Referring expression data
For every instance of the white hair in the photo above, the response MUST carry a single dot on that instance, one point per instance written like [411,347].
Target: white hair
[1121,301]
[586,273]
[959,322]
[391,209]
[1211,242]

# WORK INSTRUCTIONS:
An exact transcription of all the records is required.

# THE COMPLETED TASK:
For every instance of the white hair in the photo above, the response MUST carry a single dot on that instance, one point per instance written like [411,347].
Target: white hair
[1121,301]
[586,273]
[959,322]
[391,209]
[1211,242]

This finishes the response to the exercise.